#### [Activity]
Exactly the lines from the one containing "Please identify the grassy" through the final line of the data are to be written out again, with nothing added.

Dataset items
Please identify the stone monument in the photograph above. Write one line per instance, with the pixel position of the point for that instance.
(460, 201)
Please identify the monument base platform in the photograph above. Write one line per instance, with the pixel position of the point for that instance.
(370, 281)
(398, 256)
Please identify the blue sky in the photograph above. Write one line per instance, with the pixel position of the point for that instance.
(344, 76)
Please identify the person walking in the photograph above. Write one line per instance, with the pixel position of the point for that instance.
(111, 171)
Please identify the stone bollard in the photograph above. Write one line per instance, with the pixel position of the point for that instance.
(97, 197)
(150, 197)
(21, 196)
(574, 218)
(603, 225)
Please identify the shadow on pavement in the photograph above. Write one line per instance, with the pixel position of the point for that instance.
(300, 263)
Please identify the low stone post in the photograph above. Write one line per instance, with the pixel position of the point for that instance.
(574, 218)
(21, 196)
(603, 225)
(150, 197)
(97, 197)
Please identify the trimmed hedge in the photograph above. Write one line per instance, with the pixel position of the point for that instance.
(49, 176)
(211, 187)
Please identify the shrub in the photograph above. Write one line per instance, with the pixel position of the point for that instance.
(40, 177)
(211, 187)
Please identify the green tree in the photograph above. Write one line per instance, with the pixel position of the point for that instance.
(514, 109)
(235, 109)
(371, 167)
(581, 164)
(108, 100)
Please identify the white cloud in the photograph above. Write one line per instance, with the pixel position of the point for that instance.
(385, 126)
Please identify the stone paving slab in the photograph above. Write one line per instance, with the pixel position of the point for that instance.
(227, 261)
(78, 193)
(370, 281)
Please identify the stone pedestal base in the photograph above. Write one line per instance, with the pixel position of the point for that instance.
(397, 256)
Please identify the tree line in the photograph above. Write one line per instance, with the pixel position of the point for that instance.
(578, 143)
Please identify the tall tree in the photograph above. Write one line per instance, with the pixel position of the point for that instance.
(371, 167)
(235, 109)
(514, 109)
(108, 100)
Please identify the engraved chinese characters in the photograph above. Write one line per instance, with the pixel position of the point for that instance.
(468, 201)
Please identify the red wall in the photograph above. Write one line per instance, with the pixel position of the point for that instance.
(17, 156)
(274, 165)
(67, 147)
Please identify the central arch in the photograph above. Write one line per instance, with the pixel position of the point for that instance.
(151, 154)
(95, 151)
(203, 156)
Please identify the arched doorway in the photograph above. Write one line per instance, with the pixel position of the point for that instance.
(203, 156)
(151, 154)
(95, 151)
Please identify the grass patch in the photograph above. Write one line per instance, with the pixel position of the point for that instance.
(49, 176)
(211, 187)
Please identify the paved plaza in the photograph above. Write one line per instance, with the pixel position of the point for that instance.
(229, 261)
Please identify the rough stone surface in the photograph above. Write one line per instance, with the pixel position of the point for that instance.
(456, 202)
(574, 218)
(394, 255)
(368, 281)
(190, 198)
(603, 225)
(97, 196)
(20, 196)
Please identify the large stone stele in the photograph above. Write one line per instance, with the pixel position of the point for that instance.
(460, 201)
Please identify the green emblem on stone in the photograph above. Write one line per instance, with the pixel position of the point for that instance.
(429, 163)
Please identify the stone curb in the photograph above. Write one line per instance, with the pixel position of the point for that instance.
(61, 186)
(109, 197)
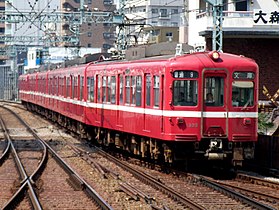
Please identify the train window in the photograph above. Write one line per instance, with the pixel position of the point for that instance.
(90, 89)
(156, 92)
(138, 90)
(73, 87)
(133, 90)
(121, 86)
(113, 89)
(147, 90)
(99, 87)
(109, 89)
(185, 93)
(104, 88)
(242, 93)
(214, 91)
(68, 87)
(81, 88)
(127, 89)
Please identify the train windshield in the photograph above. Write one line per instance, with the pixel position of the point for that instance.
(185, 93)
(242, 93)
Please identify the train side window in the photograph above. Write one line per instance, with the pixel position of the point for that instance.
(156, 90)
(185, 93)
(81, 88)
(138, 90)
(133, 90)
(242, 93)
(73, 87)
(127, 89)
(99, 78)
(104, 89)
(109, 89)
(121, 86)
(147, 90)
(68, 85)
(90, 89)
(113, 89)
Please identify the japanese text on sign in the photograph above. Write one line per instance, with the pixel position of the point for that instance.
(266, 18)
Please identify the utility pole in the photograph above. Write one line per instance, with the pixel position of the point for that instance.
(217, 34)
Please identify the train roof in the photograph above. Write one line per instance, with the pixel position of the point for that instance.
(192, 59)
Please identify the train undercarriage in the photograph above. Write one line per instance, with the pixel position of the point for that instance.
(153, 149)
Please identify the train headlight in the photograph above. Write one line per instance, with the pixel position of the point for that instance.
(214, 55)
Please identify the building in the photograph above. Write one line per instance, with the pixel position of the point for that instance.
(250, 28)
(151, 14)
(99, 35)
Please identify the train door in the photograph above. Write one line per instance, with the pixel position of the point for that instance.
(120, 101)
(215, 106)
(147, 100)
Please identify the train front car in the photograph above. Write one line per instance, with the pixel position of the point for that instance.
(212, 98)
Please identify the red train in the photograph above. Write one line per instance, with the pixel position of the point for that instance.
(194, 106)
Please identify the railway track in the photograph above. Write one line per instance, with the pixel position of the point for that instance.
(49, 181)
(125, 189)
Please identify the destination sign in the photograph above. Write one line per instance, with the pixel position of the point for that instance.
(185, 74)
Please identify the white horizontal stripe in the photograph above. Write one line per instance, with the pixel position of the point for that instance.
(148, 111)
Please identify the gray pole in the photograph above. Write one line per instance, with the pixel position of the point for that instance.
(217, 33)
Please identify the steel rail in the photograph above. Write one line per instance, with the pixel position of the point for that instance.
(153, 182)
(25, 183)
(233, 194)
(73, 175)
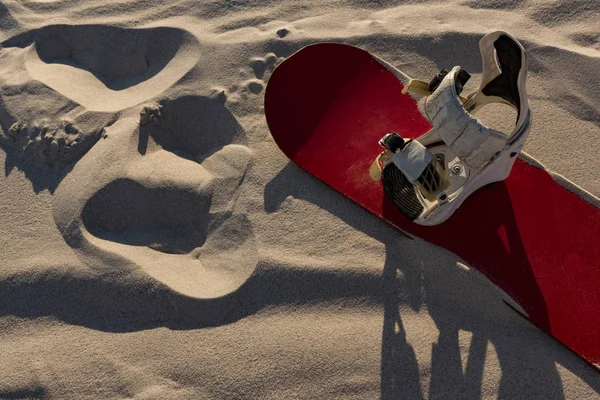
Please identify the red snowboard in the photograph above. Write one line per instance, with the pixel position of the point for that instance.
(329, 104)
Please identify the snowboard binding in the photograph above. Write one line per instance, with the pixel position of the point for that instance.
(428, 178)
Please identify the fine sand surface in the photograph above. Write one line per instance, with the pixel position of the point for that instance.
(156, 244)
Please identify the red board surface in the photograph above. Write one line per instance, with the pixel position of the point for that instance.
(329, 104)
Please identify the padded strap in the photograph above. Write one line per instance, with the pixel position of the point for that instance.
(473, 142)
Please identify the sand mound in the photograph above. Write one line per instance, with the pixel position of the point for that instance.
(168, 211)
(182, 256)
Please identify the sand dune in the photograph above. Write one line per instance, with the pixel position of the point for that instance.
(157, 244)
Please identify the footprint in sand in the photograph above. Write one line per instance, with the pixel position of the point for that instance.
(105, 68)
(62, 84)
(162, 198)
(155, 195)
(261, 69)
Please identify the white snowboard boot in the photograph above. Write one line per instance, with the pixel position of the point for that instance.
(429, 178)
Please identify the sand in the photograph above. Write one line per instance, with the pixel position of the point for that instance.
(156, 244)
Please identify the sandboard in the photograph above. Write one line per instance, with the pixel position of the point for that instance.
(328, 105)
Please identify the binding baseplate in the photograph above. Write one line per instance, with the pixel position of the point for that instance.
(470, 154)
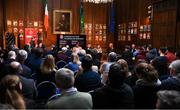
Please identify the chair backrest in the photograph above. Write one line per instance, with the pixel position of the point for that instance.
(61, 64)
(45, 90)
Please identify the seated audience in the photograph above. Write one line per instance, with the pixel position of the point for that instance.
(87, 80)
(35, 63)
(4, 69)
(168, 100)
(128, 75)
(151, 53)
(170, 55)
(172, 83)
(10, 92)
(28, 85)
(74, 65)
(161, 64)
(146, 87)
(116, 94)
(104, 69)
(62, 55)
(47, 70)
(70, 97)
(21, 58)
(128, 56)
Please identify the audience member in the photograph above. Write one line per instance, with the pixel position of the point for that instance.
(104, 69)
(128, 56)
(62, 55)
(146, 87)
(28, 85)
(172, 83)
(116, 94)
(168, 100)
(47, 70)
(10, 92)
(21, 58)
(125, 67)
(170, 55)
(88, 80)
(151, 53)
(161, 64)
(36, 61)
(70, 97)
(110, 48)
(75, 63)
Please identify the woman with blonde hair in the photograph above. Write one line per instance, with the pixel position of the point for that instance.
(47, 70)
(11, 92)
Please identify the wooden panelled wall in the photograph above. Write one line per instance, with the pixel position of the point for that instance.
(130, 11)
(165, 23)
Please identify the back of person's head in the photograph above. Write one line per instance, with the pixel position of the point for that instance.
(15, 68)
(175, 67)
(112, 57)
(116, 75)
(94, 53)
(64, 78)
(11, 92)
(6, 106)
(127, 48)
(163, 49)
(64, 49)
(87, 62)
(146, 72)
(27, 48)
(22, 55)
(82, 52)
(48, 65)
(168, 100)
(124, 64)
(177, 54)
(12, 55)
(39, 52)
(75, 58)
(170, 49)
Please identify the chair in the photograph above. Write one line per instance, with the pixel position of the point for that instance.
(61, 64)
(45, 90)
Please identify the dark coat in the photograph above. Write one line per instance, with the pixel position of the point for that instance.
(145, 96)
(88, 81)
(113, 98)
(28, 87)
(172, 83)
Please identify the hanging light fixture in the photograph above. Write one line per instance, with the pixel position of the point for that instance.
(98, 1)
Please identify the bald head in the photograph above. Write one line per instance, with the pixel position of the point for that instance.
(15, 68)
(64, 78)
(175, 65)
(12, 55)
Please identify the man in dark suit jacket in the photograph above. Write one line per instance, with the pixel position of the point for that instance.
(116, 94)
(28, 85)
(70, 98)
(88, 80)
(172, 83)
(21, 57)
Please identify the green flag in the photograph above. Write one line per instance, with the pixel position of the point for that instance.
(81, 18)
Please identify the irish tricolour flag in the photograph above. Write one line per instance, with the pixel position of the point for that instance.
(46, 17)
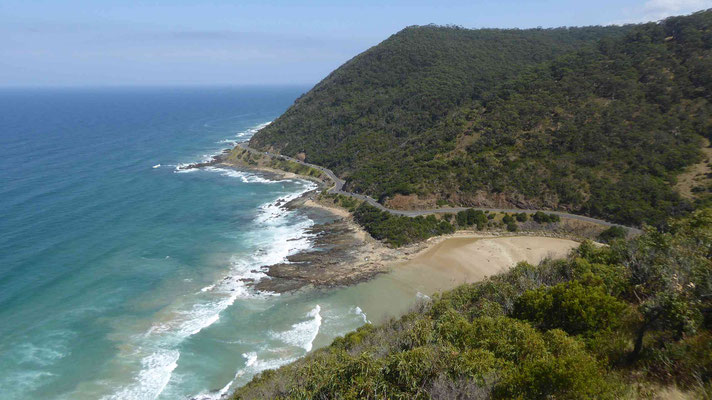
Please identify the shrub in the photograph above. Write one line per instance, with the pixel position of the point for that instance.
(571, 306)
(612, 233)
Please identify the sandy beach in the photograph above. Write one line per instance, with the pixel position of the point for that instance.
(459, 260)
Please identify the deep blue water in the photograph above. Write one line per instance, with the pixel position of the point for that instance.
(121, 280)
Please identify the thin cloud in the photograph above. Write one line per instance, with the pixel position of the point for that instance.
(655, 10)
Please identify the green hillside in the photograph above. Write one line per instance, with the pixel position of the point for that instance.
(606, 323)
(597, 120)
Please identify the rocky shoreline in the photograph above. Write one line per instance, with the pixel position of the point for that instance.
(342, 253)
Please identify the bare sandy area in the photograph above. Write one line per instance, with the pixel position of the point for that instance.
(459, 260)
(443, 265)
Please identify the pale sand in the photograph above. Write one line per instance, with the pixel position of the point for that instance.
(456, 261)
(444, 265)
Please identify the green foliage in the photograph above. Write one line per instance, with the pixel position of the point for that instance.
(471, 217)
(399, 230)
(577, 309)
(543, 218)
(593, 120)
(564, 329)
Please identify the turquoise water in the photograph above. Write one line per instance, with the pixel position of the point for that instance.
(121, 278)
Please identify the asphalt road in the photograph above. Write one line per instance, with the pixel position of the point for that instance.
(339, 185)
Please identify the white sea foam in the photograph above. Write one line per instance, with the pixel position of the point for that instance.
(283, 234)
(358, 311)
(154, 376)
(422, 296)
(303, 333)
(253, 366)
(246, 177)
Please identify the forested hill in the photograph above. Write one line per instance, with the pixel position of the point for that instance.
(592, 120)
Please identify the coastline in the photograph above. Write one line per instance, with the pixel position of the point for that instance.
(343, 254)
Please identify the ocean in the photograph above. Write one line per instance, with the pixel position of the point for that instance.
(123, 278)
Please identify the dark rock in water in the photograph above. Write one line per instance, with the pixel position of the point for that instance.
(328, 263)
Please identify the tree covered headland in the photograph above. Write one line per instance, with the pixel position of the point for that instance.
(605, 323)
(596, 120)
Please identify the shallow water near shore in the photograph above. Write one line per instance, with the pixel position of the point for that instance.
(123, 279)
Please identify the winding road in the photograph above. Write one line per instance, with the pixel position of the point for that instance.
(338, 186)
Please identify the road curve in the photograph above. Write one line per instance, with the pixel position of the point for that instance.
(339, 185)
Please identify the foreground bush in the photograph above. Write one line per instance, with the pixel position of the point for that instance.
(586, 327)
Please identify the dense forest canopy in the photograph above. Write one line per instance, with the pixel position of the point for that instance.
(611, 322)
(595, 120)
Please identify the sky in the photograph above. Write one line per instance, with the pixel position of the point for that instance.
(250, 42)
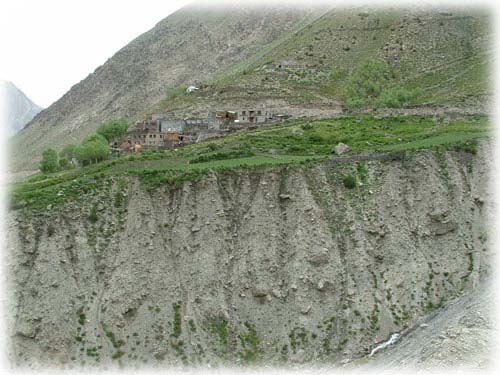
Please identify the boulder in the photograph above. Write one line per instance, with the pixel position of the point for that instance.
(341, 148)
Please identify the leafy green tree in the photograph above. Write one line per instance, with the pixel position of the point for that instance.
(50, 161)
(113, 129)
(68, 152)
(365, 84)
(91, 151)
(95, 138)
(349, 181)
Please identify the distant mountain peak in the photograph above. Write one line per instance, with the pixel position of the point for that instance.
(16, 108)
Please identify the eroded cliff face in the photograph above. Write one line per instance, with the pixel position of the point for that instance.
(278, 265)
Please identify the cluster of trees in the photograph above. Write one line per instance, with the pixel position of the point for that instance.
(93, 149)
(368, 86)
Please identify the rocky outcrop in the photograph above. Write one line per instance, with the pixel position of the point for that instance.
(227, 270)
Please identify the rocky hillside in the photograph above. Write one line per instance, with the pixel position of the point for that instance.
(444, 56)
(16, 108)
(182, 49)
(277, 265)
(298, 61)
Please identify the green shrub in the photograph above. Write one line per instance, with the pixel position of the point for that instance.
(50, 161)
(315, 138)
(233, 154)
(93, 215)
(349, 181)
(113, 129)
(397, 97)
(50, 229)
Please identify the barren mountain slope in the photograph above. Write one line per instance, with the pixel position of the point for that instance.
(16, 108)
(185, 47)
(278, 265)
(462, 336)
(445, 55)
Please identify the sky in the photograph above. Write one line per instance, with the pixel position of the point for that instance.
(48, 46)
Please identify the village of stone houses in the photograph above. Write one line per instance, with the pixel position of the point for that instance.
(158, 131)
(263, 186)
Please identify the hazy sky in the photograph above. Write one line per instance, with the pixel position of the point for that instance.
(48, 46)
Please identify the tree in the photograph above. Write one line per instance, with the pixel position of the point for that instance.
(50, 161)
(91, 151)
(68, 152)
(113, 129)
(95, 138)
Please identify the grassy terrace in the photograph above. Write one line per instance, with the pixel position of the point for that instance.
(298, 141)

#### [Expected answer]
Please identify the grassy terrace in the photograph above. Write one line per instance, with the pixel position of the point for that instance.
(298, 141)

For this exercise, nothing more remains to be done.